*Requirements*:
1/ From the proftpd thread, copy the passage from "It worked nicely thank" up to and including "One last thing...".
2/ Answer these questions using the proftpd thread:
(a) What command does b1lly give for setting a password for the account ricardo?
(b) Which user does FBorges22 not want to have FTP access?
(c) What link did FBorges22 post with the quota tip?
3/ List every directive that appears inside the <Limit LOGIN> blocks in the proftpd thread, along with its argument if it has one.

*Selected text*:
# [Solved] Creating user accounts in proftpd

## FBorges22

Greetings

Recently I have installed the proftpd in my computer and I need some orientation because I am used to manage a Internet Information Services based FTP server. Here is the basic questions that I have:

1- How I can create user accounts to access the FTP server remotely? (Example: I wish the user "ricardo" to have a personal folder, in my FTP server, with read and write access.)

2- How I can enforce quota limits for these remote users? Because I can let them overload my server with large amounts of data.

3- (Would be nice): Anyone knowns where I can learn how to migrate a IIS FTP Server for Windows to a Linux proftpd server?

Thank you,

FBorges22Last edited by FBorges22 on Thu Jul 12, 2007 2:15 am; edited 3 times in total

----------

## b1lly

Hi FBorges22,

I am going to skim over this lightly as I am as crook as a bear drinking hennessy shamelessly!  :Razz: 

1) Simply add user accounts in your Linux box using useradd, you can also see all the command line arguments you can pass by checking its man page -- man useradd or useradd --help

Set a password for that account .. passwd ricardo

2) I cannot help you with quota's as I do not personally use them, but I believe the kernel must be compiled with quota enabled, and perhaps some packages downloaded to enforce it.

3) I have no idea, apart from manually migrating all users .. It might be possible though.  :Smile: 

 *FBorges22 wrote:*   

> Greetings
> 
> Recently I have installed the proftpd in my computer and I need some orientation because I am used to manage a Internet Information Services based FTP server. Here is the basic questions that I have:
> 
> 1- How I can create user accounts to access the FTP server remotely? (Example: I wish the user "ricardo" to have a personal folder, in my FTP server, with read and write access.)
> ...

 

----------

## FBorges22

It worked nicely!!

One more thing... How I can deny the FTP access to some users? I need to do that due to security reasons...

For example: I don't want the user "faajam" to have ftp access...

----------

## b1lly

Here is an example, simply add all the users you want to allow and the rest will be denied;

<Limit LOGIN>

    AllowUser barb

    AllowUser dave

    AllowGroup ftpuser

    DenyAll

  </Limit>

Or simply reverse if you have too many users do the following;

<Limit LOGIN>

   DenyUser faajam

   AllowAll

</Limit>

See this link  for further explanations.

Cheers

 *FBorges22 wrote:*   

> It worked nicely!!
> 
> One more thing... How I can deny the FTP access to some users? I need to do that due to security reasons...
> 
> For example: I don't want the user "faajam" to have ftp access...

 

----------

## FBorges22

Hey B1lly...

It worked nicely thank you... And recently I discovered how to use the quota system in the FTP...

here is the link with the tip:

http://gentoo-wiki.com/HOWTO_use_User_Quota%27s

----------

## FBorges22

One last thing...

When I create a new user in my machine to use the ftp how I can prevent this user to login in my physical machine? I want only ftp access to that user... Nothing more than that...

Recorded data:

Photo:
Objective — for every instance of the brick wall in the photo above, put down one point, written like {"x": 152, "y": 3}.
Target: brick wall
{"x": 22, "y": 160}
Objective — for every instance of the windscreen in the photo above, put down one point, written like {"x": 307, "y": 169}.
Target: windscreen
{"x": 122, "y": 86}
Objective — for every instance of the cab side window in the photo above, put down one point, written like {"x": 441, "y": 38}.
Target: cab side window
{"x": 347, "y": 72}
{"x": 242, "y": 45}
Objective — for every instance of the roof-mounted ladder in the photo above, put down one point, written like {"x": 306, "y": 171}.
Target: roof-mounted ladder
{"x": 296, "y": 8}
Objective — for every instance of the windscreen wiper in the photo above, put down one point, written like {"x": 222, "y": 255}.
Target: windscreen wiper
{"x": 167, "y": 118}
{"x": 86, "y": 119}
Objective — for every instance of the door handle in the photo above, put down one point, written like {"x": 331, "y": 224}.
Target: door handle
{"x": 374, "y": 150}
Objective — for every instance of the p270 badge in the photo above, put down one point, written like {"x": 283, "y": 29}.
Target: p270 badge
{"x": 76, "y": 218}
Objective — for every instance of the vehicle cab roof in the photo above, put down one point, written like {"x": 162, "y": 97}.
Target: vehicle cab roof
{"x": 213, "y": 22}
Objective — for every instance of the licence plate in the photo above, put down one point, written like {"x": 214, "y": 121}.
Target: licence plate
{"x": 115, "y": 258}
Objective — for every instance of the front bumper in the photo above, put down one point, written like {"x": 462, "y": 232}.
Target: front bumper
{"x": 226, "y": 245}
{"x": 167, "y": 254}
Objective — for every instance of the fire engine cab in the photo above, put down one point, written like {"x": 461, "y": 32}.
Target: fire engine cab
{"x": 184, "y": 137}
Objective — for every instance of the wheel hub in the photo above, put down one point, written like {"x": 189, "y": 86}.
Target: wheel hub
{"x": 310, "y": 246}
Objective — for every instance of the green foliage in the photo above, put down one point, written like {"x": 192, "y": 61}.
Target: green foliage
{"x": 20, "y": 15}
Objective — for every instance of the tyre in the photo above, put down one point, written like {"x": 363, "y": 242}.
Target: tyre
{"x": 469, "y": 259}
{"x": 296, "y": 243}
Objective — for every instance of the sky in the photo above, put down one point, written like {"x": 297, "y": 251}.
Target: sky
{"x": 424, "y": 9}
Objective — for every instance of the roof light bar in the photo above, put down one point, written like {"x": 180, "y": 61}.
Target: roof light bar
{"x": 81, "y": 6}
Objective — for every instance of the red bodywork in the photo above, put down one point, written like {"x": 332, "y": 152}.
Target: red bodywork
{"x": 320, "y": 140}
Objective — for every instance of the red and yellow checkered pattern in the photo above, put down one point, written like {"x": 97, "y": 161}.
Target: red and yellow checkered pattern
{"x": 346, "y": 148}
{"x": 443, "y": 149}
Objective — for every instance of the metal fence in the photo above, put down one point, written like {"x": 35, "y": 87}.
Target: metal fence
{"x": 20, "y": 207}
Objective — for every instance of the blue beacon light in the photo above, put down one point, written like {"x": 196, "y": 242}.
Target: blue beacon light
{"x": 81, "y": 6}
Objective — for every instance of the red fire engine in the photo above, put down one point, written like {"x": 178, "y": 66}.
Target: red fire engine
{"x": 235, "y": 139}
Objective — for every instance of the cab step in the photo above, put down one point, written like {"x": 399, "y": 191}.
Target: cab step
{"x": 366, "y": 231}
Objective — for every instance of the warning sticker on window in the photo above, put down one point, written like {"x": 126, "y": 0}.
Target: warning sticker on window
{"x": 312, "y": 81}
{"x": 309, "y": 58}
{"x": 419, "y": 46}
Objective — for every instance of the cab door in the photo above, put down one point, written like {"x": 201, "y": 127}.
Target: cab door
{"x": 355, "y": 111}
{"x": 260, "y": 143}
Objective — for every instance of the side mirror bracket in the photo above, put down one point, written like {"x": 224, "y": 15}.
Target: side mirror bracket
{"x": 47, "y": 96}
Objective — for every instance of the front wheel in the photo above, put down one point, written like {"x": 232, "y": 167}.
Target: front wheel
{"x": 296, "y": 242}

*Results for each task*:
1/
It worked nicely thank you... And recently I discovered how to use the quota system in the FTP...

here is the link with the tip:

http://gentoo-wiki.com/HOWTO_use_User_Quota%27s

----------

## FBorges22

One last thing...

2/
(a) passwd ricardo
(b) faajam
(c) http://gentoo-wiki.com/HOWTO_use_User_Quota%27s

3/
AllowUser barb
AllowUser dave
AllowGroup ftpuser
DenyAll
DenyUser faajam
AllowAll